-- SUPPLIED RECORDS --
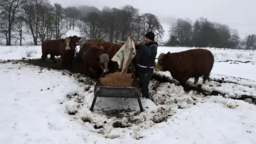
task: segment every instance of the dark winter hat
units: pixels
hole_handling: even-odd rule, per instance
[[[155,39],[155,34],[152,31],[149,31],[148,33],[146,34],[145,37],[147,38],[154,41]]]

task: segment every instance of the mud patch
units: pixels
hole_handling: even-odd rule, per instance
[[[238,64],[236,62],[239,62],[239,63],[252,63],[252,65],[254,65],[255,63],[256,63],[255,61],[238,61],[238,60],[224,60],[224,61],[214,61],[214,62],[233,62],[233,63],[234,63],[235,64]]]
[[[158,82],[159,82],[159,83],[169,83],[170,84],[174,84],[177,86],[180,86],[180,84],[179,84],[179,82],[176,81],[173,78],[171,78],[169,77],[162,75],[161,74],[159,74],[158,73],[155,73],[153,74],[153,75],[152,76],[151,79],[155,79]],[[212,81],[216,82],[217,83],[219,83],[220,84],[221,83],[233,83],[233,84],[239,84],[238,83],[235,83],[233,82],[228,82],[228,81],[224,81],[225,78],[222,77],[222,79],[211,79]],[[156,90],[158,87],[159,86],[159,83],[158,84],[156,84],[153,86],[153,90]],[[194,91],[198,93],[198,94],[202,94],[205,96],[209,96],[209,95],[215,95],[215,96],[218,96],[218,95],[221,95],[223,97],[225,98],[227,93],[221,93],[220,92],[217,91],[212,91],[211,92],[208,91],[206,90],[203,89],[202,86],[202,85],[201,84],[198,84],[197,85],[195,86],[192,86],[192,85],[189,85],[187,83],[186,84],[187,87],[187,93],[189,92],[190,91]],[[211,85],[209,85],[211,86]],[[211,85],[211,86],[213,86]],[[251,88],[251,86],[247,86]],[[244,100],[246,99],[251,99],[252,100],[252,101],[254,102],[256,102],[256,99],[253,97],[253,95],[236,95],[235,97],[230,97],[230,98],[235,99],[235,100]]]

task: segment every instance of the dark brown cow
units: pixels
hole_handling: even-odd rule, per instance
[[[73,41],[72,37],[61,39],[62,43],[59,43],[59,53],[61,58],[62,67],[67,69],[69,66],[70,69],[73,67],[73,61],[76,52],[75,41]]]
[[[111,42],[102,42],[100,43],[100,46],[101,48],[104,49],[104,52],[105,53],[107,53],[110,46],[114,44],[114,43]]]
[[[54,56],[60,55],[59,53],[59,45],[60,43],[63,43],[63,39],[46,40],[42,43],[42,60],[43,61],[47,58],[48,54],[51,55],[50,59],[54,62],[57,62],[54,59]]]
[[[205,49],[193,49],[175,53],[161,53],[155,70],[169,71],[172,77],[178,81],[187,90],[186,83],[194,77],[196,84],[199,77],[203,76],[203,83],[210,81],[210,73],[213,67],[214,58],[212,52]]]
[[[72,43],[74,43],[75,46],[78,44],[79,39],[81,37],[78,37],[76,35],[70,36],[70,38],[72,39]],[[54,59],[55,56],[59,56],[60,54],[59,53],[59,45],[60,43],[63,43],[65,39],[46,40],[42,43],[42,60],[43,61],[47,58],[47,55],[50,54],[51,55],[50,59],[54,62],[57,62]]]
[[[78,53],[77,54],[77,62],[81,61],[82,57],[84,55],[87,51],[87,50],[90,48],[90,47],[93,45],[92,43],[90,42],[85,42],[83,46],[80,48]]]
[[[101,63],[104,65],[108,63],[108,55],[105,54],[107,55],[101,57],[102,54],[102,49],[95,45],[92,45],[88,49],[82,57],[83,73],[92,78],[98,78],[102,71],[108,72],[108,67],[103,68],[101,65]]]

-- WHAT IS REQUIRED --
All records must be output exactly as they are, except for the pictures, which are left out.

-- WRITTEN ANSWER --
task: segment every instance of the dark winter hat
units: pixels
hole_handling: even-odd rule, per instance
[[[155,39],[155,34],[152,31],[149,31],[148,33],[146,34],[145,37],[147,38],[154,41]]]

task: segment every instance of the mud patch
units: pixels
hole_handling: even-odd rule, per instance
[[[238,64],[236,62],[239,62],[239,63],[252,63],[252,65],[254,65],[255,63],[256,63],[255,61],[238,61],[238,60],[224,60],[224,61],[214,61],[214,62],[233,62],[233,63],[234,63],[235,64]]]
[[[158,82],[159,82],[159,83],[169,83],[170,84],[174,84],[177,86],[180,86],[180,84],[179,84],[179,82],[176,81],[173,78],[171,78],[169,77],[162,75],[161,74],[159,74],[158,73],[155,73],[153,74],[153,75],[152,76],[151,79],[155,79]],[[212,81],[216,82],[217,83],[219,83],[220,84],[221,83],[233,83],[233,84],[239,84],[238,83],[235,83],[233,82],[228,82],[228,81],[224,81],[225,78],[222,77],[222,79],[211,79]],[[156,90],[158,87],[159,86],[159,83],[158,84],[156,84],[153,86],[153,90]],[[194,91],[198,93],[198,94],[202,94],[205,96],[209,96],[209,95],[215,95],[215,96],[218,96],[218,95],[221,95],[223,97],[225,98],[227,93],[221,93],[220,92],[217,91],[212,91],[211,92],[208,91],[206,90],[203,89],[202,86],[202,85],[201,84],[198,84],[197,85],[195,86],[192,86],[192,85],[189,85],[187,83],[186,84],[187,87],[187,93],[189,92],[190,91]],[[211,85],[209,85],[211,86]],[[211,85],[211,86],[213,86]],[[251,88],[251,86],[247,86]],[[244,100],[246,99],[251,99],[252,100],[252,101],[254,102],[256,102],[256,99],[253,97],[253,95],[236,95],[235,97],[230,97],[230,98],[235,99],[235,100]]]

task: segment every instance of the dark brown cow
units: pixels
hole_handling: even-odd rule, per instance
[[[73,41],[72,37],[61,39],[62,43],[59,43],[59,53],[61,58],[62,67],[67,69],[69,66],[70,69],[73,67],[73,61],[76,52],[75,41]]]
[[[111,42],[102,42],[100,43],[100,46],[101,48],[104,49],[104,52],[105,53],[107,53],[110,46],[114,44],[114,43]]]
[[[54,56],[60,55],[59,53],[59,45],[60,43],[63,43],[63,39],[46,40],[42,43],[42,60],[43,61],[47,58],[48,54],[51,55],[50,59],[54,62],[57,62],[54,59]]]
[[[205,49],[193,49],[175,53],[161,53],[155,70],[169,71],[172,77],[178,81],[187,90],[186,83],[194,77],[196,84],[199,77],[203,76],[203,83],[210,81],[210,73],[213,67],[214,58],[212,52]]]
[[[72,43],[74,43],[75,46],[78,44],[79,39],[81,37],[78,37],[76,35],[70,36],[70,38],[72,39]],[[54,59],[55,56],[59,56],[60,54],[59,53],[59,45],[60,43],[63,43],[65,39],[46,40],[42,43],[42,60],[43,61],[47,58],[47,55],[50,54],[51,55],[50,59],[54,62],[57,62]]]
[[[78,53],[77,54],[77,62],[81,61],[82,57],[84,55],[87,51],[87,50],[90,48],[90,47],[93,45],[92,43],[90,42],[85,42],[83,46],[80,48]]]
[[[101,63],[104,65],[108,63],[108,55],[105,54],[107,55],[101,57],[102,54],[102,49],[95,45],[92,45],[88,49],[82,57],[83,73],[92,78],[98,78],[102,71],[108,72],[108,67],[103,68],[101,65]]]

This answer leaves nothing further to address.